[Source records]

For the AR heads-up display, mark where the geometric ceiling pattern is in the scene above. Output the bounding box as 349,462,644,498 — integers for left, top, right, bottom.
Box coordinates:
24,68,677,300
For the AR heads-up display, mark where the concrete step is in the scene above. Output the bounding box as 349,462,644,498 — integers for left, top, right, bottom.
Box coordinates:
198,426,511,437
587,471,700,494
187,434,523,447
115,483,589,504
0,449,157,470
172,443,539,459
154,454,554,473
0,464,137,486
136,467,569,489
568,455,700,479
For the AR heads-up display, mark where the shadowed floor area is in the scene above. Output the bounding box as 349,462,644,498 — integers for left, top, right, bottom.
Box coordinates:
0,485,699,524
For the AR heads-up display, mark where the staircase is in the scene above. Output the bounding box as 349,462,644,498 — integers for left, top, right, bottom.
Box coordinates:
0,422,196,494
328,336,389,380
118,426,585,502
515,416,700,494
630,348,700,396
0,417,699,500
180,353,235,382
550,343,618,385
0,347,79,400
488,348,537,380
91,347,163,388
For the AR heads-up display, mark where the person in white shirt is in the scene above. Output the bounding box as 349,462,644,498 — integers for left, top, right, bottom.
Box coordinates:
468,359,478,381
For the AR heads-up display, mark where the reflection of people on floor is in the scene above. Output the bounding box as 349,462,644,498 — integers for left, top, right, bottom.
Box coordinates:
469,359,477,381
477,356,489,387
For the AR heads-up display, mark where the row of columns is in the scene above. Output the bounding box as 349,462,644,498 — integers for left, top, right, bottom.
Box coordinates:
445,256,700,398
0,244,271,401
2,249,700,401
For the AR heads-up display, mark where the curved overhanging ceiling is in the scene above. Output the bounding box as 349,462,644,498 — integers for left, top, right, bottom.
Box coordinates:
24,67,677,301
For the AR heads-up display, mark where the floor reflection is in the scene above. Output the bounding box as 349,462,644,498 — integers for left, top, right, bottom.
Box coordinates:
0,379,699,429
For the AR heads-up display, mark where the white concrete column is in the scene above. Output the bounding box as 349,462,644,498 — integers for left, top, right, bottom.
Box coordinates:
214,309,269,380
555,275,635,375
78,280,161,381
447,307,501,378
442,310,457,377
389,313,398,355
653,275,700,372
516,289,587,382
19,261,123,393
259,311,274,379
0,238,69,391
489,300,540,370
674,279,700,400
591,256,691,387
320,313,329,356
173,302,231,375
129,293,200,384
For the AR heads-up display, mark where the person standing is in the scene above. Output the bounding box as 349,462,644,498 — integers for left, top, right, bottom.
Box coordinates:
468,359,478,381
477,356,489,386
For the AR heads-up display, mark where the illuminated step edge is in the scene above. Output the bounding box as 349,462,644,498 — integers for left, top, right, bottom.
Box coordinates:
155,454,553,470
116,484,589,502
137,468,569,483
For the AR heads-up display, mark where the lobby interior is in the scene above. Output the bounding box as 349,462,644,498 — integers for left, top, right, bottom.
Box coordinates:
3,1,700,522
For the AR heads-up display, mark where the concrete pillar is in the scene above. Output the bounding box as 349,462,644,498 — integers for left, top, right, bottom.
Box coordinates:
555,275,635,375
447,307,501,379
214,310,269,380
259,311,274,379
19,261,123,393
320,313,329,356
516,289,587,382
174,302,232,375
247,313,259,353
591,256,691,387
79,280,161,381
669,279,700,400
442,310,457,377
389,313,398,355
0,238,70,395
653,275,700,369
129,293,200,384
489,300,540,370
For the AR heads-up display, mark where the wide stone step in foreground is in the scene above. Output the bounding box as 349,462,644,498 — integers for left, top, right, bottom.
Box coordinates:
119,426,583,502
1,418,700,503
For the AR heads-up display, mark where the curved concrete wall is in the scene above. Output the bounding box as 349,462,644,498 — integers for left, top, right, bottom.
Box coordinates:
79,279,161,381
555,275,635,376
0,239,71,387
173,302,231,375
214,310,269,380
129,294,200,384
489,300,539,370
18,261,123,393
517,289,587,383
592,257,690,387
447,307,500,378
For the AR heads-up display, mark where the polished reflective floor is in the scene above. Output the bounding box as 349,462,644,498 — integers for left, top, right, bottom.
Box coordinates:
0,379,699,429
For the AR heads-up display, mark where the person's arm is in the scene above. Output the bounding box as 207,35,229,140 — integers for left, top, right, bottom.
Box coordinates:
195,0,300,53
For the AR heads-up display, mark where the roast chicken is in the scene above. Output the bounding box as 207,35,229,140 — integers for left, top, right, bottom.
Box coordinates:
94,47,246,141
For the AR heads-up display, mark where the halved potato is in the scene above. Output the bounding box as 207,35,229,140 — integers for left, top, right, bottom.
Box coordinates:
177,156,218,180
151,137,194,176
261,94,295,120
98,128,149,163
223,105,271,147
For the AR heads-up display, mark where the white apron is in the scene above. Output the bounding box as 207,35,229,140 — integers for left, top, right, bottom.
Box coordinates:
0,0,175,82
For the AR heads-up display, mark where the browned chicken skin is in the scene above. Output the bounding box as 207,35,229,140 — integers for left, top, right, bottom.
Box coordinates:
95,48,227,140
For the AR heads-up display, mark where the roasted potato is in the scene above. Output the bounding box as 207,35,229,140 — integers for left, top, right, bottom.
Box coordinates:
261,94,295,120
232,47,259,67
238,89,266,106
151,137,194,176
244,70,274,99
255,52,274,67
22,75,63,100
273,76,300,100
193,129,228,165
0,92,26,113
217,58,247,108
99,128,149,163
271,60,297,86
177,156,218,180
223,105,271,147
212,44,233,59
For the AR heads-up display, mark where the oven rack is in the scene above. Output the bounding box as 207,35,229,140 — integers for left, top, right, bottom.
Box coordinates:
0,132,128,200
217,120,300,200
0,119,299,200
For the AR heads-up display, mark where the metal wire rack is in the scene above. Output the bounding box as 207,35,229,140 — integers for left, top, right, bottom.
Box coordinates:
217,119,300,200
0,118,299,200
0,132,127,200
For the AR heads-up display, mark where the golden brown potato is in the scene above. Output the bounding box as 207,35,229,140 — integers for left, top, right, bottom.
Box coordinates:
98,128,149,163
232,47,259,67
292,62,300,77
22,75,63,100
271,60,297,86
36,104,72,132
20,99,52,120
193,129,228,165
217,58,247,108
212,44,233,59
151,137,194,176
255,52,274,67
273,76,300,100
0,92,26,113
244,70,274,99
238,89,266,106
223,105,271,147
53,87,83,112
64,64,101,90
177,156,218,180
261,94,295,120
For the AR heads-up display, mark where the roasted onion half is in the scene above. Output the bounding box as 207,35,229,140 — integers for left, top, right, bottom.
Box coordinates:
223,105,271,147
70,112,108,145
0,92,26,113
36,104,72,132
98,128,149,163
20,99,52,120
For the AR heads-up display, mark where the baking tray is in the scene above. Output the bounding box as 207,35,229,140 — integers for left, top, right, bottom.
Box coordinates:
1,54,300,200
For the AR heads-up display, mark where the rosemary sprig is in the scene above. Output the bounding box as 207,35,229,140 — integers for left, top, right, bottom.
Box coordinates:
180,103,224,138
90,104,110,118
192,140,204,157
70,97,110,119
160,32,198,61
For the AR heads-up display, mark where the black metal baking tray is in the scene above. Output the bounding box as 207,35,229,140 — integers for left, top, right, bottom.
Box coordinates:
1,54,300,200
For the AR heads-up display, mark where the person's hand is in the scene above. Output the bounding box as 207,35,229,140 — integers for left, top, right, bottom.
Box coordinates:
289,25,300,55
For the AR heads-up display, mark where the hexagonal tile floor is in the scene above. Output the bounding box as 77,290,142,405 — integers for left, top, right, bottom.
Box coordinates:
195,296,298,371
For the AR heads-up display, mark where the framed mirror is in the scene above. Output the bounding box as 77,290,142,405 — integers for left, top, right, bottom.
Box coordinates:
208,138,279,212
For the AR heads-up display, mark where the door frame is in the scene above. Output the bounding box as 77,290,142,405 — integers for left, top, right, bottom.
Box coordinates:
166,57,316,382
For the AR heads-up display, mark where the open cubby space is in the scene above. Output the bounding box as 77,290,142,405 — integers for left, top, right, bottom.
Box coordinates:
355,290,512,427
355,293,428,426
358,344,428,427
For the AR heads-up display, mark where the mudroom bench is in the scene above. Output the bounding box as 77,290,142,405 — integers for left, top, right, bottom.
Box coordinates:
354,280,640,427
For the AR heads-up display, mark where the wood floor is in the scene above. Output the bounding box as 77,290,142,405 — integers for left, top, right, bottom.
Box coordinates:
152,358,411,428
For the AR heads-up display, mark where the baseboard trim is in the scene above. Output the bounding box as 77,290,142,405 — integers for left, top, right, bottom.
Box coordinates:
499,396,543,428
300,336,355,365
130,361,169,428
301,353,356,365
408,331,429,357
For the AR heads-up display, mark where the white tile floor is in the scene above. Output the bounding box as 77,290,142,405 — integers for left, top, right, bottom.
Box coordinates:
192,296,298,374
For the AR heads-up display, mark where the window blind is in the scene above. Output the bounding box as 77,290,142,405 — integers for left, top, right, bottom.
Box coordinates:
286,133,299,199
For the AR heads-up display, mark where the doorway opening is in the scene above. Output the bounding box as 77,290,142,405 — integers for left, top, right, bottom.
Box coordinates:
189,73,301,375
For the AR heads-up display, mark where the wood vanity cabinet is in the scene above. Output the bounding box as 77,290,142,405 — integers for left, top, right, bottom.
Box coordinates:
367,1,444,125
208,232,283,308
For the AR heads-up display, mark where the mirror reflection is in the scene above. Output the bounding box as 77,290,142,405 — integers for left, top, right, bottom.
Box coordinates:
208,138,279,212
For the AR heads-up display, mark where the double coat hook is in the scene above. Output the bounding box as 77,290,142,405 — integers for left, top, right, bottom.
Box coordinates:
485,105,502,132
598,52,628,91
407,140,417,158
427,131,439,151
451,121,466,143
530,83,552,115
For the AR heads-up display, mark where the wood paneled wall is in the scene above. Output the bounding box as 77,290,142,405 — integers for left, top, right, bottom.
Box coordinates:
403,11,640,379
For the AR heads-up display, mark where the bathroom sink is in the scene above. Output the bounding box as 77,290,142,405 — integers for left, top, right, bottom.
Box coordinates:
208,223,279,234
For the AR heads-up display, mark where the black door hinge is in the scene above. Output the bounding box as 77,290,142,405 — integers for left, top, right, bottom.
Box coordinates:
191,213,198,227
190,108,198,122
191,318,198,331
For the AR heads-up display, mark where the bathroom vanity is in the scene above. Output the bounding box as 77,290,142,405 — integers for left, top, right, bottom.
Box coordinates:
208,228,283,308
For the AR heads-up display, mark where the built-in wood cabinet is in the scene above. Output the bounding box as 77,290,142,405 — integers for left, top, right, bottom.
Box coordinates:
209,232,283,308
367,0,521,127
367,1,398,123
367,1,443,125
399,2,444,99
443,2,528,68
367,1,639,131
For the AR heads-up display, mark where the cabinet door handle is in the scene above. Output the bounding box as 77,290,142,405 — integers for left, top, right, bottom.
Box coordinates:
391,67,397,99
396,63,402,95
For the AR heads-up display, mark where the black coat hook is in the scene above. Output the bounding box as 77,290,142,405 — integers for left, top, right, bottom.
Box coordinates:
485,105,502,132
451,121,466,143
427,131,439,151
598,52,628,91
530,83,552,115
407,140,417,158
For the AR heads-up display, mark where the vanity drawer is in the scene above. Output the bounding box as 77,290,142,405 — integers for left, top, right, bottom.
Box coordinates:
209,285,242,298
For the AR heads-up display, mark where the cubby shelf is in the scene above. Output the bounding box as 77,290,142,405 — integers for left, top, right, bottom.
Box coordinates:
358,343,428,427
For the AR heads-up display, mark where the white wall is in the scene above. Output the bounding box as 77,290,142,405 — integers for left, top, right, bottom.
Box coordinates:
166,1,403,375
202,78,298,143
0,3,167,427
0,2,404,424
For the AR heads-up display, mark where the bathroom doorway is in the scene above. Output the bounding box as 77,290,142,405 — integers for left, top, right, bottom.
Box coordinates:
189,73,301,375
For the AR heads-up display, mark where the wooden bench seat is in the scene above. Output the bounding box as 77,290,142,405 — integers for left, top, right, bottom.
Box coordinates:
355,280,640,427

Exercise brief: Working through the records, copy each line in which the word "doorway" appears.

Output:
For the AR heads-up display, mark where the doorway opening is in the scene above. Output the bounding box as 77,290,142,405 — integers for left, top, right, bottom.
For the AR heads-up display, mark where the bathroom doorway is in the scene above. Output the bounding box as 77,290,142,405 — integers for left, top, right, bottom.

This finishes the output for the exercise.